■ **To do**:
**1)** Reproduce the stretch of the log parser text from "Most log formats" through "query log parser.".
**2)** In the log parser text, list every sample log line given to show a numeric user ID followed immediately by an action name.
## START Text
Here, EST is used for timestamps in "bar" records, while the parser's default of PST is used for "foo" records. You can specify time zones by name, abbreviation, or as "GMT+n:nnn" or "GMT-n:nnn".

Most log formats that use timestamps include them on every line, but there are exceptions. For instance, MySQL query logs emit a new timestamp at most once per second; if multiple queries occur in the same second, only the first gets a timestamp. For this case, add:

  intermittentTimestamps: true

to the parser definition. Otherwise, lines that do not contain a timestamp will be assigned to the time at which the Scalyr Agent first scans the message. For an example, see the MySQL query log parser.

A field named "severity" is interpreted as a log severity level, and converted to an integer from 0 to 6. The following values are supported:

0: "finest"
1: "finer", "trace"
2: "fine", "debug"
3: "info", "notice", "i"
4: "warn", "warning", "w"
5: "error", "err", "e"
6: "fatal", "emerg", "crit", "panic", ""alert", "f"

If you are parsing log records that use a different set of log level identifiers, let us know. If no extractor yields a severity field, info (3) is used as a default.

The text of a log message is stored in a field named "message". If a parsing rule also specifies a "message" field, it will be ignored.

Format Details

A few other rules round out the processing of format strings:

If two fields are not separated by any delimiter text, the first field must specify a pattern. For instance, suppose your log messages contain a numeric user ID followed immediately by an action name:

03298login
03298upload
49107login

You could parse this with the following format string:

$userid=digits$$action=identifier$

It is not strictly necessary to specify a pattern for the action field, but it is essential to specify the digits pattern for the userid field, because there is no space character or other delimiter to indicate the end of that field.
## END Text
## START Available data
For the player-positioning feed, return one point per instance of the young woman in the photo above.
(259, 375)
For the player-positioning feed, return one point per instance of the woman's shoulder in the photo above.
## END Available data
■ **Problem solutions**:
**1)**
Most log formats that use timestamps include them on every line, but there are exceptions. For instance, MySQL query logs emit a new timestamp at most once per second; if multiple queries occur in the same second, only the first gets a timestamp. For this case, add:

  intermittentTimestamps: true

to the parser definition. Otherwise, lines that do not contain a timestamp will be assigned to the time at which the Scalyr Agent first scans the message. For an example, see the MySQL query log parser.

**2)**
03298login
03298upload
49107login